Reproduce nothing but the lines from the one with "Class, locate every instance of the rusted" down to the last line of the data below.

**** Records for processing

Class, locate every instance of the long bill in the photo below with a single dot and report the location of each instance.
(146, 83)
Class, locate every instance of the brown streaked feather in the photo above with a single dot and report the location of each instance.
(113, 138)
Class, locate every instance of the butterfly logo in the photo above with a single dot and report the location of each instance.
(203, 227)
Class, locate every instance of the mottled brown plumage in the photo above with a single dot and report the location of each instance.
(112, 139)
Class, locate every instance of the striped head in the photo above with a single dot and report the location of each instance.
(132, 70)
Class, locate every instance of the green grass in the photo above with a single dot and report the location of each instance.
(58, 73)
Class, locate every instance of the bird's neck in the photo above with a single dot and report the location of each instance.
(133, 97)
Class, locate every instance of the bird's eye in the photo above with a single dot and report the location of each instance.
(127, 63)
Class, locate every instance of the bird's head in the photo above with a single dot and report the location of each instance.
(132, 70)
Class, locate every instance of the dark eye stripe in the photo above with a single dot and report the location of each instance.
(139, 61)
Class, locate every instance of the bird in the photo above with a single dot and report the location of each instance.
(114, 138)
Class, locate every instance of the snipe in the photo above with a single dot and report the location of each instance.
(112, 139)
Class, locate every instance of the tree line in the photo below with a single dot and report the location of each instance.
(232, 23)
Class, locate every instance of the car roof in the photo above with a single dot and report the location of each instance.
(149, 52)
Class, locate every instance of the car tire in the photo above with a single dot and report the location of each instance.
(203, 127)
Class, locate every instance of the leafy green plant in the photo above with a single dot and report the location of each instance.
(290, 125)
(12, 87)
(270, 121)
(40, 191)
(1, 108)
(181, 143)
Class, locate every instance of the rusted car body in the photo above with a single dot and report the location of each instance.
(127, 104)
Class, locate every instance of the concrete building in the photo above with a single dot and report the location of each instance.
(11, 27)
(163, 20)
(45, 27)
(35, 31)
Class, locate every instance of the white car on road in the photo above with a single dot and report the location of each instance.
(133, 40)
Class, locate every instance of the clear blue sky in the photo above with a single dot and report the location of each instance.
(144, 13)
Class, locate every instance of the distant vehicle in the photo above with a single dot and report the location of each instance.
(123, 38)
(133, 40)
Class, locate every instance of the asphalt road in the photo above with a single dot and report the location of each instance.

********

## Solution below:
Class, locate every instance of the rusted car body in the photo above with a single dot and report the location of each instance.
(127, 104)
Class, locate every instance of the concrete building in the photo above with a single dot and report the location of each instance.
(11, 27)
(163, 20)
(45, 27)
(35, 31)
Class, locate every instance of the white car on road in the photo above with a single dot and report the location of each instance.
(133, 40)
Class, locate every instance of the clear blue sky in the photo above with a single dot and report the location of each instance.
(144, 13)
Class, locate every instance of the distant vehicle in the photo above with a single dot and report the location of each instance.
(123, 38)
(133, 40)
Class, locate every instance of the asphalt road in the photo above with a single dot and report the location of each instance.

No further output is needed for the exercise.